##### Records for the task
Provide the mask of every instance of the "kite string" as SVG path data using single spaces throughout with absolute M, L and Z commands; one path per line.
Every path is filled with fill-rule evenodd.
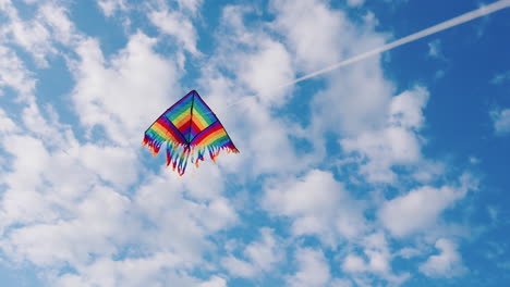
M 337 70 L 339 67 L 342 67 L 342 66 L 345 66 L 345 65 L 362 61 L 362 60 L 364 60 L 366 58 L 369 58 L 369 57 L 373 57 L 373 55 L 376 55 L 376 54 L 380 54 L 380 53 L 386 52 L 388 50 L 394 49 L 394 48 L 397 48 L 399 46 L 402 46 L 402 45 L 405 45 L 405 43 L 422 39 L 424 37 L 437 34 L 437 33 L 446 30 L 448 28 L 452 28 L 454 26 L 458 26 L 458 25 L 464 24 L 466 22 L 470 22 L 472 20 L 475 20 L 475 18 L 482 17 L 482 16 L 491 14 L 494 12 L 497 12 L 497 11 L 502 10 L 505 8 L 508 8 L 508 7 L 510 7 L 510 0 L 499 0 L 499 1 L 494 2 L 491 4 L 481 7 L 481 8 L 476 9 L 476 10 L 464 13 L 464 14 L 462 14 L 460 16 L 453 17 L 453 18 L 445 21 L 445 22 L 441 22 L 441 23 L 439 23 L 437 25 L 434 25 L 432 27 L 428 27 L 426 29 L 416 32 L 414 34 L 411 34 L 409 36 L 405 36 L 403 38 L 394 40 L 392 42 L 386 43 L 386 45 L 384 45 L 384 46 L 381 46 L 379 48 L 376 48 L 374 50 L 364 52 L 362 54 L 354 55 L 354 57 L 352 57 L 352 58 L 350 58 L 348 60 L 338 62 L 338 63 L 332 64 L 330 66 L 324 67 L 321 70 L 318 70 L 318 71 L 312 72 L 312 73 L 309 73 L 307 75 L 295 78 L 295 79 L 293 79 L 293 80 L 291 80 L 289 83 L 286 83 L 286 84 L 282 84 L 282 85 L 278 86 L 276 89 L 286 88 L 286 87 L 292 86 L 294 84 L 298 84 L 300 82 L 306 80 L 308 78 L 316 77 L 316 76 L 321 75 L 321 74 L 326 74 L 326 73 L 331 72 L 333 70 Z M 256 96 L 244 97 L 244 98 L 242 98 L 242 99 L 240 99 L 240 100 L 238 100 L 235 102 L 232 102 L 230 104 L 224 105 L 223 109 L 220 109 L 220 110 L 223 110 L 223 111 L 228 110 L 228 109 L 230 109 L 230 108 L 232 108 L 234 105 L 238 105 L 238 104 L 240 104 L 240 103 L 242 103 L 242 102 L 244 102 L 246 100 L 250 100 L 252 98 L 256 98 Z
##########
##### Records for the task
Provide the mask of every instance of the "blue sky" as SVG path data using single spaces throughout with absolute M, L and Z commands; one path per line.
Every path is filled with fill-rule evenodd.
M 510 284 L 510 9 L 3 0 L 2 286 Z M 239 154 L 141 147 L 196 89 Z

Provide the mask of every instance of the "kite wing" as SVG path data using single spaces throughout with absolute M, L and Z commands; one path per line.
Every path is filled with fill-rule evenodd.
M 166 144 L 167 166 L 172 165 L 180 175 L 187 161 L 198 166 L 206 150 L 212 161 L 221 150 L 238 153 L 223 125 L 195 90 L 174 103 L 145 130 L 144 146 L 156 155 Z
##########
**Written problem:**
Gather every line of the records above that contains the word "instance" and copy each such line in full.

**Exercise output:**
Provide the mask of every instance of the "kite string" as SVG path data using single spaces throughout with absolute M, L and Z commands; one path per line.
Provide the mask of every instance of the "blue sky" as SVG path data using single spaces throughout with absolute M, L and Z commands; one path per line.
Provide the mask of every instance of the "kite wing" as SVG path data using single spaces throughout with absolute M, L and Z commands; one path per line.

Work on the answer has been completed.